Output exactly, with nothing added, the entries from the first line through the line with "--target bird's claw".
-- Opening Marker --
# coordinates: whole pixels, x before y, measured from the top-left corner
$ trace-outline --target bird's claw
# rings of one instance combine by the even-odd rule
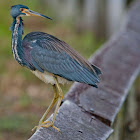
[[[39,126],[35,126],[32,131],[35,131],[35,130],[38,130],[39,129]]]
[[[54,129],[56,129],[58,132],[60,132],[60,129],[57,128],[57,127],[55,127],[55,126],[53,125],[53,123],[50,122],[50,121],[44,121],[43,123],[39,124],[38,126],[35,126],[35,127],[32,129],[32,131],[34,131],[35,129],[38,130],[40,127],[44,127],[44,128],[52,127],[52,128],[54,128]]]

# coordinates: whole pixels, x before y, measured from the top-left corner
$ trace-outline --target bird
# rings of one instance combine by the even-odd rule
[[[52,127],[63,99],[61,84],[69,81],[85,83],[93,87],[98,87],[101,70],[83,58],[77,51],[64,41],[44,32],[28,33],[23,39],[23,16],[36,16],[52,20],[52,18],[30,10],[25,5],[11,6],[12,32],[12,53],[15,60],[22,66],[29,69],[40,80],[49,83],[53,87],[54,98],[48,109],[41,117],[37,126]],[[57,104],[56,104],[57,103]],[[46,117],[52,107],[56,104],[52,119]]]

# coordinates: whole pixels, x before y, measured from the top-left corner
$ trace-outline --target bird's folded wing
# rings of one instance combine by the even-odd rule
[[[59,42],[51,38],[36,41],[31,50],[31,58],[36,69],[42,69],[59,75],[70,81],[77,81],[96,86],[98,75],[78,62],[64,51]],[[61,47],[60,47],[61,46]]]

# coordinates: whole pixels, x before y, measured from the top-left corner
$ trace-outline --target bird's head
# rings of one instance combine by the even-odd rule
[[[13,18],[21,16],[38,16],[51,19],[50,17],[34,12],[30,10],[27,6],[21,4],[14,5],[11,7],[11,16]]]

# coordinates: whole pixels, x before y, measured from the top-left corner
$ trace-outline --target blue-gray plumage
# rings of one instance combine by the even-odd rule
[[[45,83],[51,83],[54,87],[55,97],[37,128],[41,126],[54,127],[54,120],[63,98],[59,83],[64,84],[68,80],[97,87],[96,83],[99,82],[101,71],[80,56],[64,41],[47,33],[31,32],[22,40],[23,21],[21,16],[23,15],[51,18],[31,11],[24,5],[15,5],[11,8],[11,16],[13,17],[11,25],[12,52],[14,58],[20,65],[27,67]],[[58,104],[52,122],[44,121],[46,114],[48,114],[57,100]]]
[[[100,71],[82,57],[73,55],[74,50],[56,37],[32,32],[23,39],[25,59],[30,60],[33,68],[40,72],[50,72],[70,81],[96,86]],[[75,54],[75,53],[74,53]],[[84,63],[86,65],[84,65]]]

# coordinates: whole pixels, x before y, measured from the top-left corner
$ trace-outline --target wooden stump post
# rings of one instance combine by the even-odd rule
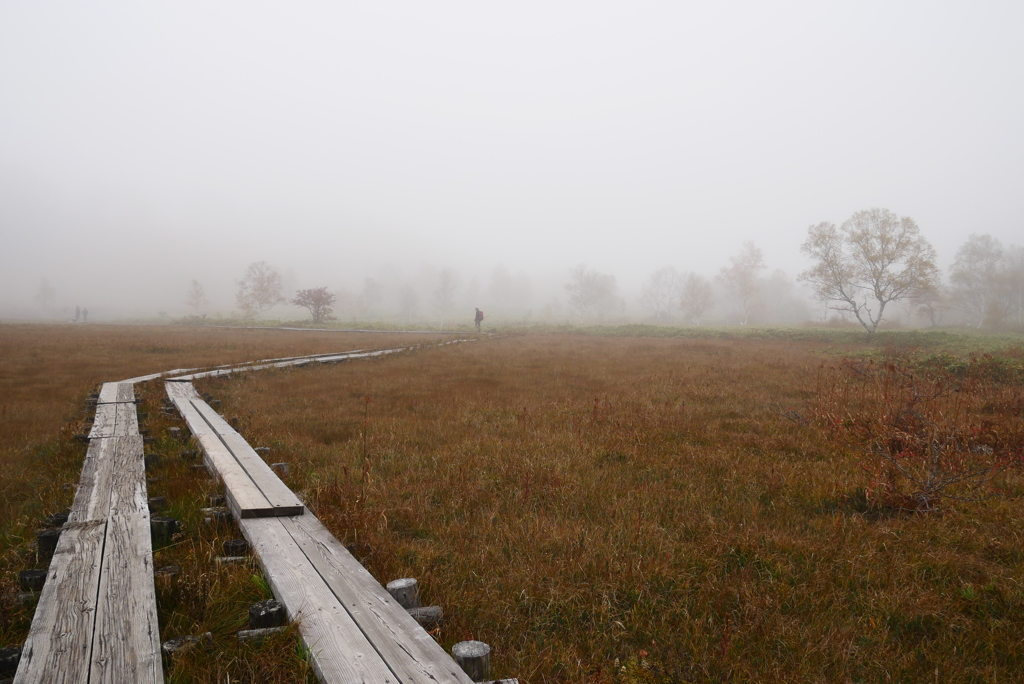
[[[43,590],[43,585],[46,584],[47,574],[49,573],[46,570],[22,570],[18,573],[18,584],[25,591],[39,593]]]
[[[21,646],[0,648],[0,677],[13,677],[21,660]]]
[[[420,626],[424,629],[434,629],[440,627],[444,621],[444,611],[441,610],[441,606],[424,606],[423,608],[409,608],[409,615],[412,619],[420,623]]]
[[[420,607],[420,586],[415,579],[405,577],[392,580],[388,582],[387,589],[388,593],[398,601],[398,605],[406,610]]]
[[[153,536],[153,545],[168,544],[174,533],[178,531],[178,521],[162,515],[154,515],[149,519],[149,530]]]
[[[199,636],[183,636],[168,639],[160,645],[160,651],[164,654],[165,658],[173,658],[176,653],[189,649],[196,644],[202,644],[203,648],[207,651],[212,651],[213,634],[211,632],[204,632]]]
[[[283,632],[286,627],[264,627],[263,629],[243,629],[238,632],[238,643],[258,644],[269,636]]]
[[[249,542],[244,539],[228,539],[224,542],[225,556],[244,556],[249,550]]]
[[[36,555],[39,560],[53,558],[53,552],[57,550],[57,540],[60,539],[60,530],[42,530],[36,534]]]
[[[452,655],[474,682],[482,682],[491,676],[491,647],[484,642],[460,641],[452,646]]]
[[[71,511],[61,511],[60,513],[50,513],[48,516],[43,518],[49,527],[62,527],[64,523],[68,521],[68,516],[71,515]]]
[[[249,629],[280,627],[287,621],[284,606],[276,599],[267,599],[249,606]]]
[[[173,589],[181,566],[165,565],[153,573],[153,582],[160,589]]]
[[[233,518],[226,508],[202,508],[203,522],[207,525],[230,525]]]

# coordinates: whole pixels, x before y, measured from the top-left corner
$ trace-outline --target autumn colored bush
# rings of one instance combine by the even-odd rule
[[[872,505],[936,511],[998,495],[1021,465],[1022,378],[1012,356],[846,359],[822,367],[813,415],[858,454]]]

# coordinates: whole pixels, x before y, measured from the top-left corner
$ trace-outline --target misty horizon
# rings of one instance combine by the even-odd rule
[[[1022,29],[1010,2],[8,4],[0,318],[43,315],[40,279],[96,320],[183,315],[194,279],[231,315],[265,260],[288,297],[416,284],[425,317],[442,269],[484,310],[523,276],[539,317],[586,264],[640,320],[659,268],[753,241],[795,281],[809,226],[870,207],[946,272],[1024,242]]]

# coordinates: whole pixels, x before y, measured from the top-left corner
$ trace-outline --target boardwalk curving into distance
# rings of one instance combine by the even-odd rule
[[[321,681],[472,681],[190,382],[168,380],[165,387],[223,482],[274,595],[298,623]]]
[[[455,344],[471,340],[451,340]],[[191,380],[333,363],[410,347],[179,369],[103,385],[68,522],[15,676],[29,682],[162,682],[143,441],[134,383],[168,397],[224,483],[232,515],[274,595],[298,624],[322,682],[471,684],[472,680],[302,505]]]

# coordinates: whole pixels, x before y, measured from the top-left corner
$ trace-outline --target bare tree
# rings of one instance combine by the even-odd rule
[[[640,302],[653,311],[658,320],[671,320],[679,304],[682,284],[682,278],[675,268],[659,268],[647,278],[640,290]]]
[[[801,250],[815,264],[800,280],[832,309],[852,313],[869,335],[887,304],[914,297],[938,280],[935,249],[917,223],[888,209],[858,211],[840,228],[811,226]]]
[[[459,287],[459,277],[450,268],[437,275],[437,286],[434,288],[434,312],[441,317],[442,324],[447,323],[455,306],[455,291]]]
[[[185,304],[192,309],[194,314],[198,315],[199,310],[209,303],[210,300],[206,298],[206,290],[203,289],[203,284],[193,279],[188,292],[185,293]]]
[[[764,254],[753,242],[743,243],[739,254],[729,257],[731,262],[718,274],[718,280],[725,286],[739,315],[740,325],[746,325],[750,314],[761,305],[758,299],[758,274],[763,271]]]
[[[714,303],[715,293],[710,280],[698,273],[687,273],[682,277],[679,308],[691,325],[700,325],[701,318],[711,310]]]
[[[296,292],[292,304],[308,310],[314,323],[323,323],[333,318],[331,314],[334,312],[334,302],[337,299],[337,295],[329,292],[326,287],[317,287]]]
[[[988,317],[1001,317],[997,307],[1002,262],[1003,245],[991,235],[973,233],[956,251],[949,271],[951,295],[975,328]]]
[[[245,275],[238,281],[235,302],[247,316],[263,316],[276,305],[285,301],[281,294],[281,274],[266,261],[254,261],[245,269]]]
[[[53,311],[53,305],[57,301],[57,290],[53,288],[49,280],[40,278],[39,287],[36,289],[36,294],[32,299],[40,309],[50,313]]]
[[[398,310],[402,314],[404,325],[409,325],[419,312],[420,298],[412,285],[403,285],[398,293]]]
[[[615,276],[587,268],[585,264],[569,269],[565,291],[569,295],[569,310],[581,322],[592,312],[604,318],[619,304]]]

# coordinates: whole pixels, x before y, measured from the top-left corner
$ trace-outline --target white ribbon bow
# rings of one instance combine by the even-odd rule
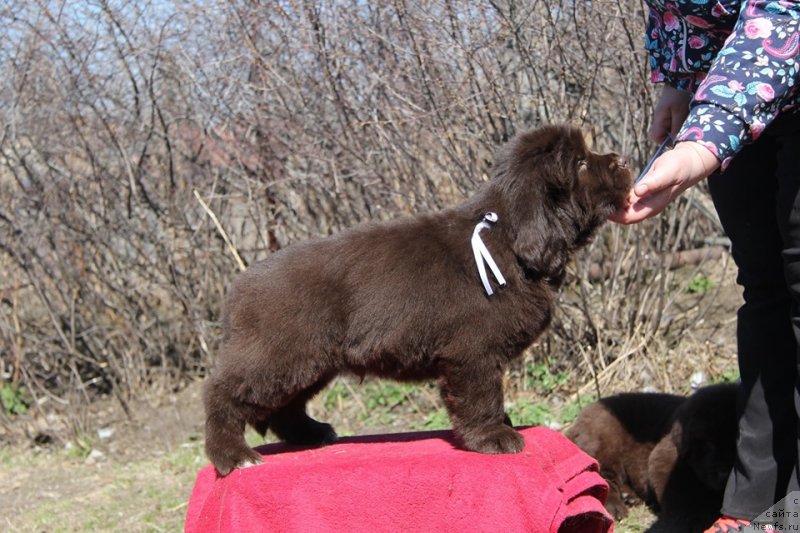
[[[483,220],[475,226],[475,231],[472,232],[472,253],[475,254],[475,264],[478,265],[478,274],[481,276],[483,288],[486,289],[486,294],[489,296],[494,294],[494,291],[489,284],[489,277],[486,275],[486,264],[492,269],[492,274],[494,274],[497,283],[499,283],[501,287],[506,284],[506,279],[503,277],[500,269],[497,268],[497,263],[494,262],[492,254],[489,253],[486,245],[481,240],[481,230],[491,228],[492,224],[495,222],[497,222],[497,213],[490,211],[483,215]],[[484,262],[486,264],[484,264]]]

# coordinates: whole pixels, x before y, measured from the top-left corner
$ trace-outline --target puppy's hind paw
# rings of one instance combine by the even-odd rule
[[[323,436],[321,439],[322,444],[333,444],[336,441],[338,441],[339,435],[336,434],[336,431],[333,429],[333,426],[331,426],[330,424],[324,424],[324,425],[328,427],[325,428],[325,430],[323,431]]]
[[[321,446],[339,440],[333,426],[308,416],[277,420],[272,430],[281,440],[294,446]]]

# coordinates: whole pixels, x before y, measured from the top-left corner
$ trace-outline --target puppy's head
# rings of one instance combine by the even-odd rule
[[[676,413],[672,439],[678,457],[709,488],[722,490],[736,457],[736,394],[732,383],[692,394]]]
[[[526,268],[543,275],[563,270],[570,254],[622,203],[632,182],[624,159],[590,151],[572,126],[517,135],[495,166],[495,183],[514,225],[514,251]]]

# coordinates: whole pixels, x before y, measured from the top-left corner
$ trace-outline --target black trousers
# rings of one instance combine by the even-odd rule
[[[800,490],[800,113],[708,180],[744,289],[737,459],[722,513],[752,519]]]

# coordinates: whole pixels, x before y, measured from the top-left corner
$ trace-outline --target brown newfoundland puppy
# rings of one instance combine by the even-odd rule
[[[462,205],[358,226],[250,266],[228,292],[204,392],[206,452],[219,474],[260,462],[245,424],[293,444],[334,441],[305,405],[345,371],[438,378],[464,448],[519,452],[503,373],[547,327],[568,260],[630,186],[624,160],[590,152],[576,128],[546,126],[510,141],[492,179]],[[482,247],[499,268],[485,282]]]
[[[717,518],[736,450],[735,384],[688,398],[627,393],[581,411],[565,432],[600,463],[616,518],[644,501],[658,513],[651,532],[703,531]]]

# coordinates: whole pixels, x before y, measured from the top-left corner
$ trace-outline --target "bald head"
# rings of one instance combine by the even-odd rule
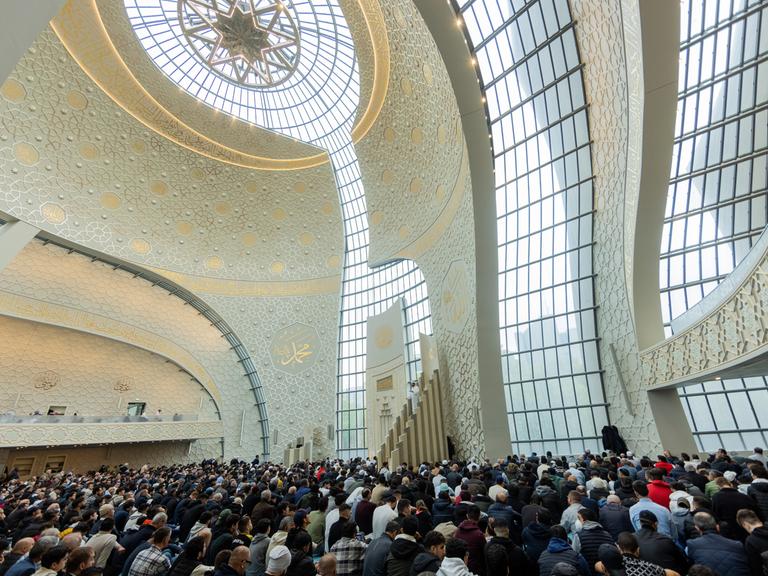
[[[32,546],[35,545],[34,538],[22,538],[16,544],[13,545],[12,552],[14,554],[21,554],[22,556],[32,550]]]
[[[229,567],[238,574],[245,574],[248,564],[251,563],[251,551],[247,546],[238,546],[232,550],[229,557]]]
[[[336,556],[329,553],[320,558],[317,573],[319,576],[336,576]]]
[[[608,496],[608,497],[605,499],[605,501],[606,501],[608,504],[621,504],[621,498],[619,498],[618,496],[616,496],[616,494],[611,494],[610,496]]]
-- Closing Marker --
## TASK OUTPUT
# coordinates: whole pixels, x before y, measured from the top-left corner
$ trace-outline --target bird's claw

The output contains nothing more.